Document extract =
** BEGIN **
Further, that the Petitioner cannot claim not to have known of the fact of acquisition of the suit land by the Government as the same was duly gazetted and that he failed to exercise due diligence when purchasing the same. He is therefore barred from claiming that he was an innocent purchaser for value without notice. In addition, that the ongoing construction on the suit property by the Petitioner and assessed at 60% completion does not grant him legality to the title on which the buildings stand. In the end therefore, the 1st Respondent seeks dismissal of the Petition with costs.
The 2nd Respondent's Case
The 2nd Respondent, Serah Wangari Nyoro supports the Petition. She was the immediate owner of the suit properties. In her Affidavit sworn on 17th January 2013, she claimed that the suit properties were subdivisions of L.R.Limuru/Rironi/506 which measured approximately 1. 11 acres which she had inherited from her late father, and was a sub-division of what was originally parcel number Limuru/Rironi/216. That L.R. Limuru/Rironi/506 was thereafter registered in her name and she was issued with a certificate of title to that effect.
** END **
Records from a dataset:
** BEGIN **
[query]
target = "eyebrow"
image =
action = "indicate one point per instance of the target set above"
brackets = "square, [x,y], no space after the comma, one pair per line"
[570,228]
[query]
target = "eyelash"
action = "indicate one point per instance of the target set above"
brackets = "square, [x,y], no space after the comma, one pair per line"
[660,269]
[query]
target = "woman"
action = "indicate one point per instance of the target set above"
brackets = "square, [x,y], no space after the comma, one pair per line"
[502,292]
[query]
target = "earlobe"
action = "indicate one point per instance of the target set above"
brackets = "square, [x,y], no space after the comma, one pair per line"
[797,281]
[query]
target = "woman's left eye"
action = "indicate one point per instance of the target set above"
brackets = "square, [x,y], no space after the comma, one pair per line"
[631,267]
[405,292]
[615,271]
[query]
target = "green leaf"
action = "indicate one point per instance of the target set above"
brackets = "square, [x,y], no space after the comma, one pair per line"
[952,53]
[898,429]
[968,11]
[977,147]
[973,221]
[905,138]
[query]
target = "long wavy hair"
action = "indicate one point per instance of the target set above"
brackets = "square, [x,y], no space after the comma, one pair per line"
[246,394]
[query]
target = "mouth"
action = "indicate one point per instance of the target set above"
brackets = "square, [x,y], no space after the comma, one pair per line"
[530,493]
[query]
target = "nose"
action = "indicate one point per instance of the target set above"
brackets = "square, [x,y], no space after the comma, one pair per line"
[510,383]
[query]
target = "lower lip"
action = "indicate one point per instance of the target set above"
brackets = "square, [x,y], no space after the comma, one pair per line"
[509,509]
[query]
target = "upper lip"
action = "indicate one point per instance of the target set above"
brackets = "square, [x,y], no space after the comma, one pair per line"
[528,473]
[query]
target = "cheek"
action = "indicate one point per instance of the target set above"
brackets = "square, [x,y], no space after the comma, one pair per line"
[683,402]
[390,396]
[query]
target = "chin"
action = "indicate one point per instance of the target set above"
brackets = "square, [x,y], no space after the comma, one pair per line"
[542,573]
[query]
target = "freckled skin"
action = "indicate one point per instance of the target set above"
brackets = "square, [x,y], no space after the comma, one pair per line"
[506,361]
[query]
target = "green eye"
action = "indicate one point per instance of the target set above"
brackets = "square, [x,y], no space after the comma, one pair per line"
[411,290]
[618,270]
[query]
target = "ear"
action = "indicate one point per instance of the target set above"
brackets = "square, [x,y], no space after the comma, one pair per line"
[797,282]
** END **
** BEGIN **
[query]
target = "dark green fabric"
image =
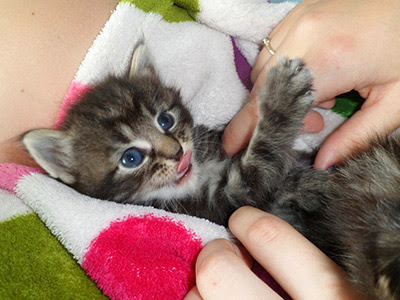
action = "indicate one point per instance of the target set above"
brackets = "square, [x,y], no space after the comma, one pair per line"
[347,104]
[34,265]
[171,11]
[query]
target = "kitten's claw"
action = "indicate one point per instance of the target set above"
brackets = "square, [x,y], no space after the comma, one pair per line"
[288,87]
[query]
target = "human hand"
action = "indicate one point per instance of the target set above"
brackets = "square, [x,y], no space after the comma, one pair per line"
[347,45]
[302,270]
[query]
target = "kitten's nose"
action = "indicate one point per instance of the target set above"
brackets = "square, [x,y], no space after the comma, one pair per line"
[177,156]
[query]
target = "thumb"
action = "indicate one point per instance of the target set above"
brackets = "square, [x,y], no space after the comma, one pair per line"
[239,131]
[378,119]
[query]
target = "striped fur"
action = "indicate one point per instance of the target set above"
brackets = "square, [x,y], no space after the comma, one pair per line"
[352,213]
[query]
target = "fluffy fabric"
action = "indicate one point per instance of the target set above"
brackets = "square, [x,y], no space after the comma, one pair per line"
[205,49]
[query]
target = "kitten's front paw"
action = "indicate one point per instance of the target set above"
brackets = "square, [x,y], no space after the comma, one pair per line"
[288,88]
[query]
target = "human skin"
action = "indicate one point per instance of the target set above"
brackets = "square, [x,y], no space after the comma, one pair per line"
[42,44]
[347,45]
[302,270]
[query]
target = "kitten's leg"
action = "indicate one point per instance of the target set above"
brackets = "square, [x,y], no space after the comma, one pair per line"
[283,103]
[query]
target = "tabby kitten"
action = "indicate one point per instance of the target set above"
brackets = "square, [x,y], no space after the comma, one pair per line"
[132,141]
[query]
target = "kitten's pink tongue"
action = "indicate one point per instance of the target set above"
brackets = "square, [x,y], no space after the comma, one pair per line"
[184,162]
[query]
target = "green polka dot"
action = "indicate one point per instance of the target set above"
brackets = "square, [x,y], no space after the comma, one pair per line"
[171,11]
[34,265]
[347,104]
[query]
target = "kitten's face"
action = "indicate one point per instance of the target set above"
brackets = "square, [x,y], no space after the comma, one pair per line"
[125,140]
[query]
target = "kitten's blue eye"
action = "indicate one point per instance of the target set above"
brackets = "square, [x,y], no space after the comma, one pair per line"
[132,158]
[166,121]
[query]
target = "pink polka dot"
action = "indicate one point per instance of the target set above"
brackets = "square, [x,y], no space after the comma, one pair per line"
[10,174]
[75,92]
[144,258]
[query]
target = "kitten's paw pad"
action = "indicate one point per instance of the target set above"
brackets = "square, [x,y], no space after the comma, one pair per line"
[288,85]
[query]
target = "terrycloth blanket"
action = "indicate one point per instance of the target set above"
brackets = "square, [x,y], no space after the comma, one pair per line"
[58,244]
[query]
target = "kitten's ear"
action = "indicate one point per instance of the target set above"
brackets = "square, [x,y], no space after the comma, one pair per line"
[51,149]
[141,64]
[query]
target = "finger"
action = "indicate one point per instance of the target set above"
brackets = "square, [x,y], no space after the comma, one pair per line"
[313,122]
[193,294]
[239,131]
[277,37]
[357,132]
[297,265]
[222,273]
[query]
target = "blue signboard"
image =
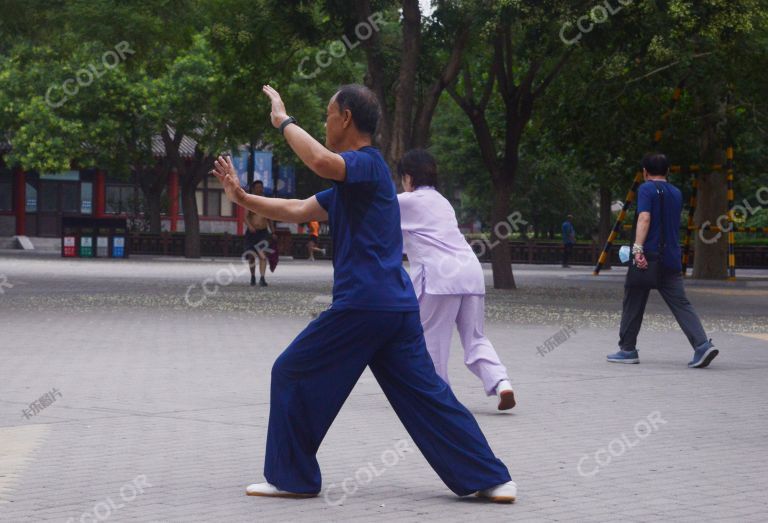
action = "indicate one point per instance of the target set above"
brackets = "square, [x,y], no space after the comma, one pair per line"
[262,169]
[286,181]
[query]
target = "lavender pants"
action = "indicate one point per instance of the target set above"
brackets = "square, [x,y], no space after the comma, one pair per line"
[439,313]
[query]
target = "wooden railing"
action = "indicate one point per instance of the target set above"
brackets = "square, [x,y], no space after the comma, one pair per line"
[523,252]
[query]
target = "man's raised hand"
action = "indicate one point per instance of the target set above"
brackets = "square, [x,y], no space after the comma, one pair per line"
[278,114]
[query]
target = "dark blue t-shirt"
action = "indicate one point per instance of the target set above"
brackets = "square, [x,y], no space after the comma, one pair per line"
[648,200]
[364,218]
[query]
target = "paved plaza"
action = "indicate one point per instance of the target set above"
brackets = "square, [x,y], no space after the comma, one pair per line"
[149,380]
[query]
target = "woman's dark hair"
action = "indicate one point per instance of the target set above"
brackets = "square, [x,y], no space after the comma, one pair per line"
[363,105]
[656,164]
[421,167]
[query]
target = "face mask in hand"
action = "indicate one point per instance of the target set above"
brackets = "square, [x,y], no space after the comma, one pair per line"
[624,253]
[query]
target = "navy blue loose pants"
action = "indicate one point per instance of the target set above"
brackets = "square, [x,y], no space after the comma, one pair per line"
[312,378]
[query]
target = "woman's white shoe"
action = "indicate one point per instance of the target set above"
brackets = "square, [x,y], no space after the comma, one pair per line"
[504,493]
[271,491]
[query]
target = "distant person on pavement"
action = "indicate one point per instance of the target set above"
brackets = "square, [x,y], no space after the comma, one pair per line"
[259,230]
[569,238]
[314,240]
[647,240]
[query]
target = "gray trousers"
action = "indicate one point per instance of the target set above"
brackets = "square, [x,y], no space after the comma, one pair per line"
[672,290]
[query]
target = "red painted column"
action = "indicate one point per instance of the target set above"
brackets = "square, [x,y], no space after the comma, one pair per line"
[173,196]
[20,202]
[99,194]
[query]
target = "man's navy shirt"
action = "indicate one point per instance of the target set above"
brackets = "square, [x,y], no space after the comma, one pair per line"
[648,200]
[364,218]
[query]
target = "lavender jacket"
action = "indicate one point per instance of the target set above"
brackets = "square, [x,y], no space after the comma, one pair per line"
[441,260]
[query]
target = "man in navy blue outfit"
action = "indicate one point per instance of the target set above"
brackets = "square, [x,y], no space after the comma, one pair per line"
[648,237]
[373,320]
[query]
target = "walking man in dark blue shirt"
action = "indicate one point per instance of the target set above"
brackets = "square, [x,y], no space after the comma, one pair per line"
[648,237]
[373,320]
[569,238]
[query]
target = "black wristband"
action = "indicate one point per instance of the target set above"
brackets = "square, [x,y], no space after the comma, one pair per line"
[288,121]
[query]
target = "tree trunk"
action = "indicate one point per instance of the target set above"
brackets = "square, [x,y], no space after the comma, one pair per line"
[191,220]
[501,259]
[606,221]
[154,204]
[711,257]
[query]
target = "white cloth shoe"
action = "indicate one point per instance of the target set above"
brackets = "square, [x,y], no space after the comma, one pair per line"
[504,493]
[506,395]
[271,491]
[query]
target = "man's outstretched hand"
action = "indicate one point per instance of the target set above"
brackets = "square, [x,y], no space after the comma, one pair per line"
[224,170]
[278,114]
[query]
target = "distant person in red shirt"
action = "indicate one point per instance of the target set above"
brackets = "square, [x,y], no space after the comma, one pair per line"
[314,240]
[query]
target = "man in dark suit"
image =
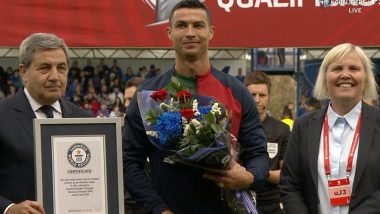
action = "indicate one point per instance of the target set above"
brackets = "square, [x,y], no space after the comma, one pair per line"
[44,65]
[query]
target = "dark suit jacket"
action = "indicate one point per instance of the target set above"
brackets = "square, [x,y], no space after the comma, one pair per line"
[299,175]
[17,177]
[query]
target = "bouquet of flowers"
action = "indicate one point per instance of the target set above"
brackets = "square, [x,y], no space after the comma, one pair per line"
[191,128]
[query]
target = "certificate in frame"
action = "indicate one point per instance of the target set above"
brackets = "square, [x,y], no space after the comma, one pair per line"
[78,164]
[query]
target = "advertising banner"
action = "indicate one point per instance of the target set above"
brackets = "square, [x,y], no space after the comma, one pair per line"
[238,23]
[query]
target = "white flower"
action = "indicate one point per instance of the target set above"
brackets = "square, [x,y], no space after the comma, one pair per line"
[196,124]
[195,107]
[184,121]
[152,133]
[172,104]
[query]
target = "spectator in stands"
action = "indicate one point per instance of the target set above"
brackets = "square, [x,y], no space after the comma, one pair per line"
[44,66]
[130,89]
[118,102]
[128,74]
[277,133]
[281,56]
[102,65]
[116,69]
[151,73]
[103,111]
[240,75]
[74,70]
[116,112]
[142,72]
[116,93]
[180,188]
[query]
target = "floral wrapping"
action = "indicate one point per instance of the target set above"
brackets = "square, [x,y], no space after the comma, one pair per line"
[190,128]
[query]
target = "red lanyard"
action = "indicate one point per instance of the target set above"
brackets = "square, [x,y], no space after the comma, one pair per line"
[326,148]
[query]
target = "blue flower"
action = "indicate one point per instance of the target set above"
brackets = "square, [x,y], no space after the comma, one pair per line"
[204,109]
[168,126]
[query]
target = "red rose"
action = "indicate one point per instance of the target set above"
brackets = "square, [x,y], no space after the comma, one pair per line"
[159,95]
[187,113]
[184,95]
** END **
** BEGIN **
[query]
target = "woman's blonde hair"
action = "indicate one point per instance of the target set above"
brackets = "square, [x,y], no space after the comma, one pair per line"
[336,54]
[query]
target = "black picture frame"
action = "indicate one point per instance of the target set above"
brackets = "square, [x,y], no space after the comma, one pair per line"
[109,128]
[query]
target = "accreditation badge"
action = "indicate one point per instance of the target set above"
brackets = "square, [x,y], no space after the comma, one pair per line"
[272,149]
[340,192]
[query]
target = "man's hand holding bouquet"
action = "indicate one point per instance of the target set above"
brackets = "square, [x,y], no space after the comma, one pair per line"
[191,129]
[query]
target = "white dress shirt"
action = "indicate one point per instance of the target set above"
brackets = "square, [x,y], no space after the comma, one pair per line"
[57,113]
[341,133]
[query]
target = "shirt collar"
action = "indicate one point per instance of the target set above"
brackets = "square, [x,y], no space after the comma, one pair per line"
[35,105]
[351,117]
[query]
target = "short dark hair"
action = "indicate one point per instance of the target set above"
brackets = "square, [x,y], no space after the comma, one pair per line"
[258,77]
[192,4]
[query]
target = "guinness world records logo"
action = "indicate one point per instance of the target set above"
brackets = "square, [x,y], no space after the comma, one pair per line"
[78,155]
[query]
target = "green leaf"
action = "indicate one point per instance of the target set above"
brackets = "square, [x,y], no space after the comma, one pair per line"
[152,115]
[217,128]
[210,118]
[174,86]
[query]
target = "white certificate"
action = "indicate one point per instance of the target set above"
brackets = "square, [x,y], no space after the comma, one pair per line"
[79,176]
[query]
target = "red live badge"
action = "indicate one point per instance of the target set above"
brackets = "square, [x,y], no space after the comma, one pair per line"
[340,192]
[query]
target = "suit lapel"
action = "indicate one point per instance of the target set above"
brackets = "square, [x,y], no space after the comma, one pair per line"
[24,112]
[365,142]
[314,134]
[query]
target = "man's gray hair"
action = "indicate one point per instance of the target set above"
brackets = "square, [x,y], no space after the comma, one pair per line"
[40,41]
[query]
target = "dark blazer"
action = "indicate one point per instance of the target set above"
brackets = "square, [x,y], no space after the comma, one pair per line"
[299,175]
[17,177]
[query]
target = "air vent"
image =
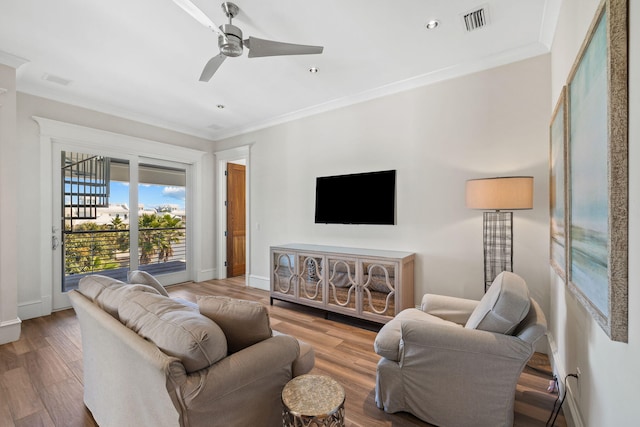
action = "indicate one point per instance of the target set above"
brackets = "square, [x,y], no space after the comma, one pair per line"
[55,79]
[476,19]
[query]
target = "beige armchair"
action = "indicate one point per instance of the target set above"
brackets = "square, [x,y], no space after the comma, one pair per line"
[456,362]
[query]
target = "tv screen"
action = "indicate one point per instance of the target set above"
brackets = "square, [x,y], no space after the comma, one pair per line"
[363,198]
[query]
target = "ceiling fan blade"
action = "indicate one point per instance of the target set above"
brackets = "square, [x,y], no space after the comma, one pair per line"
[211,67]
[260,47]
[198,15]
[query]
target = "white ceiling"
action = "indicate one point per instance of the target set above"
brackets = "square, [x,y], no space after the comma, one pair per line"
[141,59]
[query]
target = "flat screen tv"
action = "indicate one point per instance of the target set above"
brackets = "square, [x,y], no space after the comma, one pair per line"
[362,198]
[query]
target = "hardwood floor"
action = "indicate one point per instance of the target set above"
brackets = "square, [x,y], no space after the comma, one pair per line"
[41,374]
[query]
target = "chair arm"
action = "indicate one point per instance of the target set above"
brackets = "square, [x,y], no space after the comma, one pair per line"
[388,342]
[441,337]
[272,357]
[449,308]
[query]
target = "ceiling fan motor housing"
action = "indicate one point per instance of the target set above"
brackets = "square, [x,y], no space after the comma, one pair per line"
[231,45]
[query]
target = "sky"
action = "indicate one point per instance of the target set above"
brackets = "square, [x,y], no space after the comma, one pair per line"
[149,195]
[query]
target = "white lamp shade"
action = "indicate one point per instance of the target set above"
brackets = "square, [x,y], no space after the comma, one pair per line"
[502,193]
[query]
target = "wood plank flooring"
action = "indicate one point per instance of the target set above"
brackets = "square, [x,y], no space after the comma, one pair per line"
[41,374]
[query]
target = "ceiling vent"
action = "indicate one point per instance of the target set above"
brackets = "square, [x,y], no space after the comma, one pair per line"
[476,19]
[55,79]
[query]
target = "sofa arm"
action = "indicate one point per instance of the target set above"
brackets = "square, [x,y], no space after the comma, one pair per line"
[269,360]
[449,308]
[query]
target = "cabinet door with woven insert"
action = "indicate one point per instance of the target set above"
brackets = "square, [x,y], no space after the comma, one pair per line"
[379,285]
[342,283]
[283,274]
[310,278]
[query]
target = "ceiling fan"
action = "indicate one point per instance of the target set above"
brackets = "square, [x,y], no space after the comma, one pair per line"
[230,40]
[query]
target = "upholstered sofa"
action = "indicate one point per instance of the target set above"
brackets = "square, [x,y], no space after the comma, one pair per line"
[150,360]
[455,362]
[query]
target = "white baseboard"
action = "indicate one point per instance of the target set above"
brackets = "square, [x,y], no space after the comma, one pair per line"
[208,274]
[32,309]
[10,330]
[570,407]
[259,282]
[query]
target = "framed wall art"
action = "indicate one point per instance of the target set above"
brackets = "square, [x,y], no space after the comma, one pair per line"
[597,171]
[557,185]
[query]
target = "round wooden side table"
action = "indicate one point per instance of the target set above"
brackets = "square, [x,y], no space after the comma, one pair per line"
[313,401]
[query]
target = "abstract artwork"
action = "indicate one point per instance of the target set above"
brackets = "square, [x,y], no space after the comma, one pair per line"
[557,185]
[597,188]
** END **
According to the document extract, L.R. Limuru/Rironi/506 was a sub-division of which parcel?

Parcel number Limuru/Rironi/216.